◆ Goal
Copy the listing below line for line, changing nothing.

-- start Stored rows --

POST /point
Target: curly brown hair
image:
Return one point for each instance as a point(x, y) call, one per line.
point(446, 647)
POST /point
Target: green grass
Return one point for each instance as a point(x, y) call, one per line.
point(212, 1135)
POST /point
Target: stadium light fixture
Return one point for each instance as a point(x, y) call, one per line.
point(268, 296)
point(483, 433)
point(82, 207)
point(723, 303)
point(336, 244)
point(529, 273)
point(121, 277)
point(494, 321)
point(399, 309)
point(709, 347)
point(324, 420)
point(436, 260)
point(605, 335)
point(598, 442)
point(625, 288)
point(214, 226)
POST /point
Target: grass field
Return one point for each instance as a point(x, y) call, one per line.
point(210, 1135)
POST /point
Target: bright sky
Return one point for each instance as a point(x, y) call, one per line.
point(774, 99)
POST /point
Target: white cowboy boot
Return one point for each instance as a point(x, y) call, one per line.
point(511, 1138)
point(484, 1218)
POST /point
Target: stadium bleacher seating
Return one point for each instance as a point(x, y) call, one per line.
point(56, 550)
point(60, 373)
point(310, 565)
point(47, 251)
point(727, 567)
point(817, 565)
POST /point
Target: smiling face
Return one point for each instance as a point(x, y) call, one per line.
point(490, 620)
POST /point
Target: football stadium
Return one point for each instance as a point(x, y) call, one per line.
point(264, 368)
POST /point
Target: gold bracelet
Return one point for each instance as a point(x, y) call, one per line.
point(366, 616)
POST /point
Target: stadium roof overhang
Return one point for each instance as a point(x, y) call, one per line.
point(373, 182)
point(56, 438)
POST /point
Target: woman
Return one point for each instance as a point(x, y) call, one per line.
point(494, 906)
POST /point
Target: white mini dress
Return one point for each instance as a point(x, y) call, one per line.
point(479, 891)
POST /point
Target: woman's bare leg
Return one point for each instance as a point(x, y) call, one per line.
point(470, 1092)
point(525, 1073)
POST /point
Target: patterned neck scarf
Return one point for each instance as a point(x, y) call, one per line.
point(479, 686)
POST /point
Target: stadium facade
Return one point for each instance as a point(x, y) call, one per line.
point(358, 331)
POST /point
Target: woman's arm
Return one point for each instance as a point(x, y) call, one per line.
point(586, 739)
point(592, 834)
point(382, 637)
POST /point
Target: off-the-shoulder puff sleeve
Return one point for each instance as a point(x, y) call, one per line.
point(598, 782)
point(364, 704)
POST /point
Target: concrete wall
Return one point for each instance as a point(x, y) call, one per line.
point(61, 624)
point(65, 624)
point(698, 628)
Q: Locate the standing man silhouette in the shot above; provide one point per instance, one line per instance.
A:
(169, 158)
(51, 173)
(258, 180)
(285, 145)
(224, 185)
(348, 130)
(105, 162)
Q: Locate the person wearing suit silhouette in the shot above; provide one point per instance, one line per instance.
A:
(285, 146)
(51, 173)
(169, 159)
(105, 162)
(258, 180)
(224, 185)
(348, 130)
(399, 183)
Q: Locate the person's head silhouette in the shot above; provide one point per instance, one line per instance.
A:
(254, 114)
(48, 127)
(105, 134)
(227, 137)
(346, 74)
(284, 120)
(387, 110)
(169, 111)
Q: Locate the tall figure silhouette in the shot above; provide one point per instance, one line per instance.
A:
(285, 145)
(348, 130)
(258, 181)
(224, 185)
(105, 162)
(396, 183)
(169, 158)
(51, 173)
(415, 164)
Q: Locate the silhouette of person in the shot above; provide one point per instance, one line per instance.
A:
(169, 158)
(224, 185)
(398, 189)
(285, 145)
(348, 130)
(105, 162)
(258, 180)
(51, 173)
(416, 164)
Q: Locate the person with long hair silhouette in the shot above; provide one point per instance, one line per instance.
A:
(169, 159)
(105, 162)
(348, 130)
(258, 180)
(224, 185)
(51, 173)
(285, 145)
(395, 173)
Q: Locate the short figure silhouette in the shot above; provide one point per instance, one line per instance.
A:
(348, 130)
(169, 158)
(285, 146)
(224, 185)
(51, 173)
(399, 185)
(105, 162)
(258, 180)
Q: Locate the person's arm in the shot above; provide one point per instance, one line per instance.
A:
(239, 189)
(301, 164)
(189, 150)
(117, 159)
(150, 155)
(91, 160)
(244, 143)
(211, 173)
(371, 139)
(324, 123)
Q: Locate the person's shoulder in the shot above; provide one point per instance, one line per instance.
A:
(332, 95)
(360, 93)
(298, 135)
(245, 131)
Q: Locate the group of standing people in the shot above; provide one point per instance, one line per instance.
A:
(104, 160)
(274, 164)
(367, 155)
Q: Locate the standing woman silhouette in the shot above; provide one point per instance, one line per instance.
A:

-- end Stored rows --

◆ Expected answer
POST /point
Target: curly brown hair
image:
Return one point for each instance as a point(x, y) call, one per line.
point(446, 647)
POST /point
Target: green grass
Return one point for each instance as a point(x, y) call, one per line.
point(212, 1135)
POST /point
Target: stadium light fixture
Return one point for each instance as a point(x, y) call, one per line.
point(268, 296)
point(483, 433)
point(82, 207)
point(723, 303)
point(336, 244)
point(529, 273)
point(121, 277)
point(494, 321)
point(399, 309)
point(709, 347)
point(324, 420)
point(436, 260)
point(605, 335)
point(598, 442)
point(625, 288)
point(214, 226)
POST /point
Target: grass field
Return one point for each instance as a point(x, y) call, one per line.
point(210, 1135)
POST /point
Target: bright sky
Return one point for each instance as a point(x, y) call, one per line.
point(774, 99)
POST /point
Target: white cowboy boot
Return one point for each instance as a point(x, y) call, one per line.
point(511, 1138)
point(484, 1218)
POST /point
Target: stadium bleacher seating
Return one point for each instance as a point(x, y) call, one per line.
point(56, 550)
point(60, 373)
point(310, 565)
point(47, 251)
point(727, 567)
point(817, 565)
POST /point
Target: smiling face
Return one point for each instance as a point(x, y) call, one per line.
point(490, 620)
POST /point
Target: football stadium
Return one point for each instance as a point(x, y) call, one per line.
point(264, 368)
POST /point
Target: gold bracelet
Return one point for each instance as a point(x, y) call, one per line.
point(366, 616)
POST /point
Target: stadium roof overhang
Return one point for each instance as a point(x, y) call, one per line.
point(373, 182)
point(56, 438)
POST /point
Target: woman
Return one point for each instance as a point(x, y) call, one per line.
point(494, 906)
POST /point
Target: white mini dress
Return one point for each instance as a point(x, y) call, one per line.
point(479, 891)
POST /point
Target: woman's bare leg
Return one point for each instance as a point(x, y) call, one per line.
point(470, 1092)
point(525, 1073)
POST /point
Target: patterned neck scarf
Return one point for each instance as a point(x, y) call, one per line.
point(479, 686)
POST /point
Target: stadium facade
Return one point for each instance as a point(x, y) call, one per line.
point(358, 331)
POST /point
Target: woman's arm
Return one point for each instance as a point(x, y) call, one per line.
point(586, 739)
point(592, 834)
point(382, 637)
POST /point
Target: off-the-shoulder puff sleeve
Return one point for each instance as a point(x, y) call, one per line.
point(598, 782)
point(364, 704)
POST /point
Target: concrete wall
Return one point for each instance as a point(x, y) call, one per line.
point(61, 624)
point(65, 624)
point(698, 628)
Q: Locate the standing man silhouette in the shot above; provide one point per instance, one line per instance.
A:
(169, 158)
(51, 173)
(258, 180)
(285, 145)
(224, 185)
(348, 130)
(105, 162)
Q: Locate the person wearing suit silhouette in the shot above; provide one point per instance, one line per instance.
A:
(285, 146)
(51, 173)
(169, 159)
(105, 162)
(258, 180)
(224, 185)
(348, 130)
(399, 183)
Q: Locate the person's head silhouette in the shot above; provide one point per instance, one line per instance.
A:
(254, 114)
(48, 127)
(105, 134)
(227, 137)
(346, 74)
(284, 120)
(387, 110)
(169, 111)
Q: Locate the tall figure silhouette in the shot above; provide one point per instance, one line per instance.
A:
(285, 145)
(348, 130)
(258, 181)
(224, 185)
(105, 162)
(396, 183)
(169, 158)
(51, 173)
(415, 164)
Q: Locate the silhouette of person in the shot above; provide one point per instance, one line per instance.
A:
(169, 158)
(224, 185)
(398, 189)
(285, 145)
(348, 130)
(105, 162)
(258, 180)
(51, 173)
(416, 164)
Q: Locate the person with long hair silhouette in the shot above; provide one point per instance, one line per instance.
A:
(169, 159)
(105, 162)
(348, 130)
(258, 180)
(224, 185)
(51, 173)
(285, 145)
(395, 173)
Q: Locate the short figure silhouette in the shot above; provide one point per instance, one line per instance.
A:
(348, 130)
(169, 158)
(285, 146)
(224, 185)
(51, 173)
(399, 185)
(105, 162)
(258, 180)
Q: Locate the person's arm in the shot above; provide one point per instance, one line per instance.
A:
(239, 189)
(301, 164)
(189, 150)
(117, 159)
(150, 155)
(91, 160)
(244, 143)
(211, 173)
(371, 139)
(324, 123)
Q: Locate the person's shoulder in the shot above; provide one point per instance, one line per instance.
A:
(332, 95)
(360, 93)
(298, 135)
(245, 131)
Q: Locate the group of standing people in the shot above; provide one point per instance, one line per instance.
A:
(104, 160)
(274, 164)
(367, 155)
Q: Locate the standing woman silhouette in the shot above; provide one point per instance, one line per instance.
A:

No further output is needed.